» DIRECTIVE
Set down each entry from the block beneath, exactly as written.

» Point labeling dataset excerpts
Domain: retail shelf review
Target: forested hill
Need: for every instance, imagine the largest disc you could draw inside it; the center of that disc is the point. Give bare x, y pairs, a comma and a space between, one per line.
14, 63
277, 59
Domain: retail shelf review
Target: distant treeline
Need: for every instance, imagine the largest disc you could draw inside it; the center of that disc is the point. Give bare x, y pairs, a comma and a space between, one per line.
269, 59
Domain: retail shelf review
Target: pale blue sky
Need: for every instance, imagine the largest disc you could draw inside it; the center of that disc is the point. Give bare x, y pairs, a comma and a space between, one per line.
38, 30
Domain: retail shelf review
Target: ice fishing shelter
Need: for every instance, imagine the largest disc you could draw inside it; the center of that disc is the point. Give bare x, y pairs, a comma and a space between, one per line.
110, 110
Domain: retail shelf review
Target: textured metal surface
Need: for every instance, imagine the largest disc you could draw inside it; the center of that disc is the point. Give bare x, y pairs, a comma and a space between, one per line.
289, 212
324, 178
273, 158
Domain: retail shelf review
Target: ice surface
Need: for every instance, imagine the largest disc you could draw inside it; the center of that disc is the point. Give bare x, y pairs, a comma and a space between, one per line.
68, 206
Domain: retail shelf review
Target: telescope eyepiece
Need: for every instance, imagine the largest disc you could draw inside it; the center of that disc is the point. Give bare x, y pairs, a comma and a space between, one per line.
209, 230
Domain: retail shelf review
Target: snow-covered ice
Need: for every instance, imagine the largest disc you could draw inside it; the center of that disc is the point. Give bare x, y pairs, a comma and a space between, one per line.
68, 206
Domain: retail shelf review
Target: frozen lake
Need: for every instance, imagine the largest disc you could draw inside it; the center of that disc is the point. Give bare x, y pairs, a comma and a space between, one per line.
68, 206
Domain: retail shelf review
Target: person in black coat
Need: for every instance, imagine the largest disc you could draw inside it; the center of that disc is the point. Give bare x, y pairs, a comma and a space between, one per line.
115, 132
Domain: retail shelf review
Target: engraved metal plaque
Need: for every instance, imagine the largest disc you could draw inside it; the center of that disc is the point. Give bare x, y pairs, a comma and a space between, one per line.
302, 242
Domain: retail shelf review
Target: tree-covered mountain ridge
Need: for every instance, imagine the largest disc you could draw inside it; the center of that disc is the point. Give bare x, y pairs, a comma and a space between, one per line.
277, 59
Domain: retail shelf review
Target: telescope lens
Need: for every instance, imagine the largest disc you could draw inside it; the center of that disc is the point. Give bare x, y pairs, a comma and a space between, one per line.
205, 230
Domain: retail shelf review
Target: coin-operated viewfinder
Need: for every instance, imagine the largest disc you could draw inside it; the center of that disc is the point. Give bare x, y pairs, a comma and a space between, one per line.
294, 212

» EXERCISE ANSWER
Domain: retail shelf review
Target: forested hill
Need: for every instance, imagine the largest disc you could draw inside it; the center of that disc is the point. Give bare x, y pairs, a comma and a space between, one per line.
14, 63
277, 59
Domain: retail shelf review
Target: distant treeline
Need: for every instance, imagine the largest disc you could draw inside it; the center of that disc is the point. Give bare x, y pairs, a comma and a space between, one per line.
269, 59
Domain: retail shelf review
Target: pale blue sky
Need: for every instance, imagine the largest disc you could draw inside it; the center of that disc is the point. Give bare x, y pairs, a comma and a space between, one per line.
38, 30
Domain: retail shelf review
Target: ice fishing shelter
Need: for every instance, imagine the largest disc you could draw inside it; the center of that disc is the point. Give bare x, y pairs, a comma and a space between, one per line.
110, 110
Domain: retail shelf review
Target: textured metal surface
Need: for every instance, imagine the largest disc you could draw inside it; the center of that disc is the point. Give bare x, y pairs, a comma and a space between, one per line.
289, 212
324, 178
273, 158
Domain: retail shelf review
Target: ice surface
Need: for every instance, imagine the largest disc you could draw inside it; the center of that disc is the point. Give bare x, y pairs, a comma and a space between, one per line.
68, 206
Domain: retail shelf review
Target: telescope eyepiece
Need: for every instance, imagine the largest disc you could draw inside it; the center of that disc is the point. Give bare x, y pairs, a comma and a space between, one per line.
209, 230
Domain: retail shelf review
Target: snow-covered ice
Need: for every instance, imagine the largest disc you could draw inside it; the center of that disc is the point. Give bare x, y pairs, a comma and a space between, one per line.
68, 206
Domain: retail shelf review
Target: frozen lake
Need: for every instance, imagine the largest disc you could draw inside it; the center of that disc is the point. Give bare x, y pairs, a comma and a space between, one per line.
68, 206
Domain: retail shelf review
Target: person in black coat
Need: for every instance, imagine the largest disc you could draw inside it; the center of that disc is the point. Give bare x, y pairs, a comma and a space between, one per line.
115, 132
Domain: retail shelf review
Target: engraved metal plaque
Need: for every instance, imagine the largest disc you could draw inside it; the center of that disc is the point. Give bare x, y pairs, a comma and a space between, one per line.
302, 242
Domain: retail shelf review
Target: tree-covered mountain ridge
Need: for every instance, imagine the largest disc you could draw inside it; the center of that disc is the point. Give bare x, y pairs, a comma and a space between, one per line.
277, 59
Domain: retail shelf review
Target: telescope lens
Need: for every instance, imagine the largest disc you could draw inside it; the center of that disc is the point. Give bare x, y pairs, a comma and a space between, one per line.
205, 230
Domain: retail shelf review
Target: coin-operated viewfinder
Need: for every instance, imagine the largest disc you could draw inside it; the center of that disc is the point. Give bare x, y pairs, a comma and a space between, one per line.
294, 212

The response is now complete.